#### Direction
Can you put every line of the data below into a numbered list, skipping blank lines and leaving out the pictures?

#### Region annotation records
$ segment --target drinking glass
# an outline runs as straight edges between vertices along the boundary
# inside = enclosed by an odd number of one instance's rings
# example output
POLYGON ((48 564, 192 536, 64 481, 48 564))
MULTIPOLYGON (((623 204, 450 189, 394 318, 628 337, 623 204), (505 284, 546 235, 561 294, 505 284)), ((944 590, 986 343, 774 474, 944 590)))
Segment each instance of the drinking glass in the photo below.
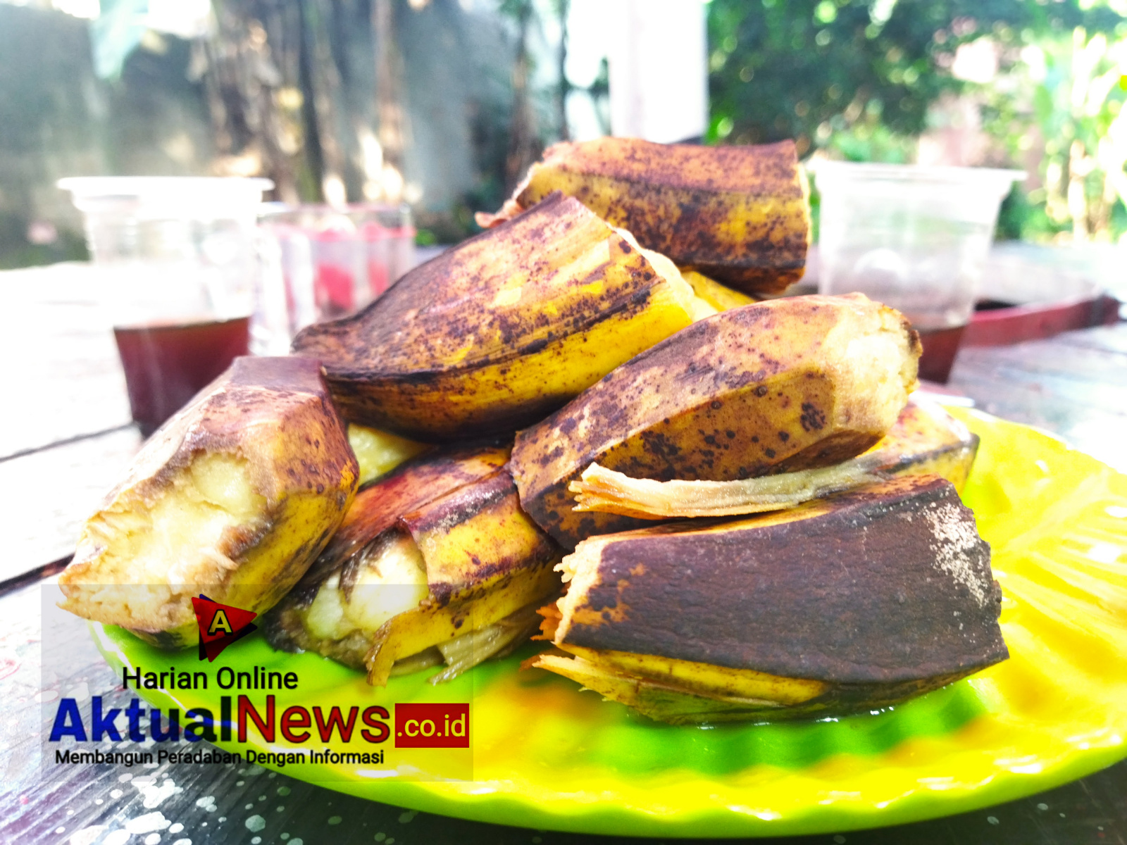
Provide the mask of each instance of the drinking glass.
POLYGON ((255 343, 267 179, 62 179, 86 221, 133 419, 152 434, 255 343))
POLYGON ((920 332, 920 376, 946 382, 1002 199, 1020 170, 817 161, 818 291, 860 291, 920 332))

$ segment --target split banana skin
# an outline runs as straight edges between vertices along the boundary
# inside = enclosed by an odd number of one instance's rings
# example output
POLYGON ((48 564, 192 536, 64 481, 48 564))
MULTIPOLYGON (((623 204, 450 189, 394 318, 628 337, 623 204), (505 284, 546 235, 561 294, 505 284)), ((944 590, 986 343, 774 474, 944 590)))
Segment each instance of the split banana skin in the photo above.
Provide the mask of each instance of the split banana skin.
POLYGON ((60 578, 166 648, 190 597, 384 685, 534 639, 656 720, 849 713, 1003 660, 977 441, 920 341, 801 274, 793 144, 550 148, 485 231, 144 445, 60 578), (539 631, 539 633, 538 633, 539 631))

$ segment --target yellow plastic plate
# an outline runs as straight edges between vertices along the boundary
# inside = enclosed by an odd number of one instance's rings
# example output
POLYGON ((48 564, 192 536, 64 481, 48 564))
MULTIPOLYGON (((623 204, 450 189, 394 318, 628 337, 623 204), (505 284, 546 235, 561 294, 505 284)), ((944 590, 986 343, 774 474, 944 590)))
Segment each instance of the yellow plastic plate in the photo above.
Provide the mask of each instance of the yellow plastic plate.
MULTIPOLYGON (((285 773, 508 825, 754 836, 962 812, 1115 763, 1127 756, 1127 477, 1033 429, 959 416, 982 436, 964 498, 993 549, 1008 661, 878 713, 702 728, 657 724, 565 678, 520 673, 517 655, 479 666, 453 688, 432 687, 423 674, 387 691, 392 701, 473 695, 472 782, 310 766, 285 773)), ((199 668, 194 650, 170 656, 109 628, 95 626, 95 635, 116 667, 167 666, 171 657, 199 668)), ((373 702, 358 673, 276 653, 257 635, 222 659, 237 669, 296 669, 310 703, 373 702)), ((214 706, 203 695, 145 693, 158 706, 214 706)))

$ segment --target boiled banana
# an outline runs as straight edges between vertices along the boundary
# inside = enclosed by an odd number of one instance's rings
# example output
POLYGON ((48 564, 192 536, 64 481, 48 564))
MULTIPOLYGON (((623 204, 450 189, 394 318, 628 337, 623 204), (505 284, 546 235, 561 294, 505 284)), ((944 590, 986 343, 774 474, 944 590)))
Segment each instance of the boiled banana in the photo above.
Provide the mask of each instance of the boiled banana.
POLYGON ((194 644, 190 599, 272 607, 340 524, 357 472, 317 362, 237 358, 87 521, 61 606, 158 646, 194 644))
POLYGON ((909 475, 792 510, 593 537, 529 665, 660 721, 835 715, 1004 660, 990 546, 909 475))
POLYGON ((553 190, 574 196, 638 242, 746 293, 802 277, 809 187, 792 141, 758 146, 655 144, 601 137, 548 148, 490 225, 553 190))
POLYGON ((429 456, 366 488, 267 616, 270 643, 363 668, 382 686, 437 662, 449 679, 527 639, 531 605, 559 590, 560 551, 521 510, 505 455, 429 456))
POLYGON ((524 509, 566 548, 637 527, 577 513, 592 463, 667 481, 829 466, 879 441, 916 382, 920 340, 861 294, 795 296, 702 320, 521 432, 511 469, 524 509))
POLYGON ((353 422, 416 441, 511 436, 698 315, 692 288, 554 195, 293 343, 353 422))

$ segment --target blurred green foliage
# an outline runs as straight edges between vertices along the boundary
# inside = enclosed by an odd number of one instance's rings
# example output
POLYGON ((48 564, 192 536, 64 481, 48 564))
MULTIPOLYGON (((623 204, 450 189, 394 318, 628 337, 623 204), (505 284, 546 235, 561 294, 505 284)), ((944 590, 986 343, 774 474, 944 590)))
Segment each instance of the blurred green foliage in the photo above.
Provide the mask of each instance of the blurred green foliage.
POLYGON ((908 162, 933 106, 969 94, 990 163, 1039 169, 1042 185, 1014 188, 999 237, 1109 240, 1127 231, 1125 12, 1120 0, 712 0, 706 140, 908 162), (957 79, 959 46, 983 37, 995 80, 957 79))
POLYGON ((903 160, 929 106, 966 86, 947 72, 960 44, 1121 23, 1085 0, 712 0, 708 140, 793 137, 804 151, 840 143, 846 158, 903 160))

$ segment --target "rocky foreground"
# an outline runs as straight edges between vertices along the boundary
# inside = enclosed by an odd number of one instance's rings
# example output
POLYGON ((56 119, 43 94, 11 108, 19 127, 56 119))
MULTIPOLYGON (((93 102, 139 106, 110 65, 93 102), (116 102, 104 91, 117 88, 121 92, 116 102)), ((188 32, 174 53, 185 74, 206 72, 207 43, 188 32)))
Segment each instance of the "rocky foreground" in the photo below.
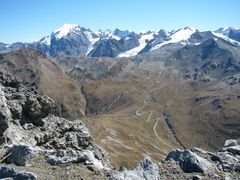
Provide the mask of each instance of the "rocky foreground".
POLYGON ((0 73, 0 178, 12 179, 239 179, 240 139, 215 153, 173 150, 133 170, 114 169, 80 120, 54 115, 54 102, 0 73))

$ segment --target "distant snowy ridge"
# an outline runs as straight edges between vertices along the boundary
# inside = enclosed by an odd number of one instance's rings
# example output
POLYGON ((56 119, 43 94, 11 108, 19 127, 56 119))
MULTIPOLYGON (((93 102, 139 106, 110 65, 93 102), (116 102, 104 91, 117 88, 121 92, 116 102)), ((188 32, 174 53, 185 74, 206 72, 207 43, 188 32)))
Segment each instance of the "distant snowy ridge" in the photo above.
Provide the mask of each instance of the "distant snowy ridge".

#### Written solution
1. $ segment --target drinking glass
2. # an outline runs as straight edges between vertices along the boundary
3. # inside = enclosed by an odd number of one instance's rings
4. # example output
5. POLYGON ((48 564, 192 536, 64 481, 48 564))
6. MULTIPOLYGON (((623 204, 450 189, 394 318, 628 337, 623 204), (505 284, 546 235, 561 294, 505 284)), ((944 590, 986 343, 774 474, 944 590)))
7. Segment each instance of the drinking glass in the photo below.
8. Provide the mask of each instance of the drinking glass.
9. POLYGON ((255 343, 267 179, 62 179, 86 221, 133 419, 152 434, 255 343))
10. POLYGON ((920 332, 920 376, 946 382, 1002 199, 1020 170, 817 161, 818 291, 860 291, 920 332))
11. $ segment --target split banana skin
12. # an outline runs as straight edges between vertices along the boundary
13. # inside = enclosed by an odd number of one instance's rings
14. # example output
15. POLYGON ((48 564, 192 536, 64 481, 48 564))
16. MULTIPOLYGON (((623 204, 450 189, 394 318, 628 337, 623 204), (505 284, 546 235, 561 294, 505 284)), ((944 590, 986 343, 774 474, 944 590)))
17. Segment each instance of the split banana skin in the photo above.
18. Provide the mask of each instance of the split banana skin.
19. POLYGON ((60 578, 166 648, 190 597, 384 685, 534 639, 656 720, 849 713, 1003 660, 977 441, 920 341, 801 274, 793 144, 550 148, 485 231, 144 445, 60 578), (539 631, 539 633, 538 633, 539 631))
20. $ segment --target yellow plastic plate
21. # an outline runs as straight edges between vertices along the boundary
22. # inside = enclosed by an odd number of one instance's rings
23. # example output
24. POLYGON ((48 564, 192 536, 64 481, 48 564))
25. MULTIPOLYGON (((623 204, 450 189, 394 318, 628 337, 623 204), (505 284, 546 235, 561 294, 505 284)), ((944 590, 986 343, 774 474, 944 590)))
26. Segment each instance of the yellow plastic plate in the photo above.
27. Provide the mask of each instance of the yellow plastic plate.
28. MULTIPOLYGON (((285 773, 508 825, 754 836, 962 812, 1115 763, 1127 756, 1127 477, 1033 429, 959 416, 982 436, 964 498, 993 549, 1008 661, 878 713, 702 728, 657 724, 565 678, 520 673, 517 655, 479 666, 453 688, 432 687, 423 674, 387 691, 392 701, 473 695, 472 782, 310 766, 285 773)), ((199 668, 194 650, 170 656, 109 628, 95 626, 95 635, 116 667, 167 666, 171 657, 199 668)), ((373 702, 358 673, 276 653, 257 635, 222 659, 237 669, 296 669, 310 703, 373 702)), ((214 706, 203 695, 145 693, 158 706, 214 706)))
29. $ segment --target boiled banana
30. # an outline runs as straight edges between vertices along the boundary
31. # inside = enclosed by an odd number of one instance's rings
32. # example output
33. POLYGON ((48 564, 192 536, 64 481, 48 564))
34. MULTIPOLYGON (((623 204, 450 189, 394 318, 628 337, 623 204), (505 284, 546 235, 561 294, 505 284)), ((944 590, 986 343, 774 474, 944 590)))
35. Segment each instance of the boiled banana in the photo above.
36. Provide the mask of each instance of the boiled banana.
37. POLYGON ((194 644, 190 599, 272 607, 340 524, 357 472, 317 362, 237 358, 87 521, 61 606, 158 646, 194 644))
38. POLYGON ((909 475, 792 510, 593 537, 529 665, 660 721, 835 715, 1004 660, 990 546, 909 475))
39. POLYGON ((553 190, 574 196, 638 242, 746 293, 802 277, 809 187, 792 141, 758 146, 655 144, 601 137, 548 148, 490 225, 553 190))
40. POLYGON ((429 456, 366 488, 267 616, 270 643, 363 668, 382 686, 437 662, 449 679, 527 639, 531 605, 559 590, 560 551, 521 510, 505 455, 429 456))
41. POLYGON ((524 509, 566 548, 637 527, 577 513, 592 463, 667 481, 829 466, 879 441, 916 382, 920 340, 861 294, 795 296, 702 320, 521 432, 511 469, 524 509))
42. POLYGON ((353 422, 416 441, 511 436, 698 315, 692 288, 554 195, 293 343, 353 422))
43. $ segment --target blurred green foliage
44. # an outline runs as straight edges between vertices along the boundary
45. # inside = enclosed by an odd number of one instance's rings
46. # example output
47. POLYGON ((48 564, 192 536, 64 481, 48 564))
48. MULTIPOLYGON (((623 204, 450 189, 394 318, 628 337, 623 204), (505 284, 546 235, 561 294, 505 284)), ((944 590, 986 343, 774 474, 944 590)))
49. Segment each instance of the blurred green foliage in the photo above.
50. Provide the mask of each instance of the blurred green foliage.
51. POLYGON ((908 162, 933 106, 969 94, 990 163, 1039 169, 1042 185, 1014 188, 999 237, 1109 240, 1127 231, 1125 12, 1120 0, 712 0, 706 140, 908 162), (957 79, 959 46, 983 37, 995 80, 957 79))
52. POLYGON ((903 160, 929 106, 966 86, 947 72, 960 44, 1121 23, 1085 0, 712 0, 708 140, 793 137, 804 151, 840 143, 846 158, 903 160))
53. $ segment --target "rocky foreground"
54. # an outline runs as straight edges between vertices along the boundary
55. # inside = enclosed by an odd number of one instance's rings
56. # example output
57. POLYGON ((56 119, 43 94, 11 108, 19 127, 56 119))
58. MULTIPOLYGON (((93 102, 139 106, 110 65, 93 102), (116 102, 104 91, 117 88, 121 92, 116 102)), ((188 32, 174 53, 185 74, 206 72, 207 43, 188 32)))
59. Segment each instance of the "rocky foreground" in the photo below.
60. Provide the mask of each instance of the "rocky foreground".
61. POLYGON ((0 73, 0 178, 12 179, 239 179, 240 139, 215 153, 173 150, 133 170, 114 169, 80 120, 54 115, 54 102, 0 73))
62. $ segment --target "distant snowy ridge"
63. # an outline runs as straight edges between vertices along the boundary
64. # inside = enclosed by an odd number of one instance's rings
65. # example output
66. POLYGON ((56 119, 43 94, 11 108, 19 127, 56 119))
67. MULTIPOLYGON (((93 102, 139 106, 110 65, 93 102), (116 102, 104 91, 117 88, 121 92, 116 102)), ((188 32, 174 53, 185 74, 206 72, 207 43, 188 32)))
68. Segment each instance of the "distant snowy ridge" in the photo above.
69. Provide the mask of each instance of the "distant snowy ridge".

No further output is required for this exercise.